▸ PAGE EXTRACT
[Start of Attachment]

“What the hell are you doing?” my patient Dan screamed at his 4-year-old son, who was dressed in his wife’s floral apron and twirling a whisk.
“I’m cooking, Daddy,” Bobby responded as he started to cry.
“I felt like such a jerk,” Dan told me. “I know I’m not the poster child for gentle parenting, and I know I shouldn’t have yelled, but I can’t stand it when he wears his sister’s pink dresses and plays with her dolls. I dreamed of having a child who played football, the way I did, and my father did.” He paused. “He’ll grow out of this, won’t he?” Dan asked in a voice that was almost pleading.
For the past 30 years, I’ve worked with parents who have struggled with the gender choices that their children are making. Sometimes they berate themselves, other times they take out their rage on their children. Often, family members compound the guilt and shame. Years ago, it was often unusual for children to want to transition in middle school or high school, but we are now seeing this conversation arise as early as elementary school.
I’ve seen this anguish from many perspectives. I trained at a college counseling center in the mid-1980s when gender questioning was uncharted territory, and there was little support for teenagers to come to terms with the complexities of sexual desire that challenged the traditional norms. And the issue of sexuality emerges full force in college when students are away from home and family.

[End of Attachment]

▸ ASSIGNED TASK
Translate this sentence from the essay on parents and children's gender choices into Spanish: "Sometimes they berate themselves, other times they take out their rage on their children."

▸ THE DATA
[Start of Attachment]

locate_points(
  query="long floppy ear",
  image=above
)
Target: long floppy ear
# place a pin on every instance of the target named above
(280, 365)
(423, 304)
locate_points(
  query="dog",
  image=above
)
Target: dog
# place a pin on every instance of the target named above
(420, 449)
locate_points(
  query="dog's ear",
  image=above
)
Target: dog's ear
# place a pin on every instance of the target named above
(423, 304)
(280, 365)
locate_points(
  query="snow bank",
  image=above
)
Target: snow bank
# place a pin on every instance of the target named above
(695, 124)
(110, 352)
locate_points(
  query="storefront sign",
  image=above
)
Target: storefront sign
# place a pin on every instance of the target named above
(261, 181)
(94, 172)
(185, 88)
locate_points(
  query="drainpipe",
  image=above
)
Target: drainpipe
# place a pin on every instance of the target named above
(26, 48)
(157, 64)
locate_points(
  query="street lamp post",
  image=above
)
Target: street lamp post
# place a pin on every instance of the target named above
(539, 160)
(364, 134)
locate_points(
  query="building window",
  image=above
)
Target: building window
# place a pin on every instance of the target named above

[End of Attachment]

▸ ANSWER FOR THIS EXERCISE
A veces se reprochan a sí mismos; otras veces descargan su ira en sus hijos.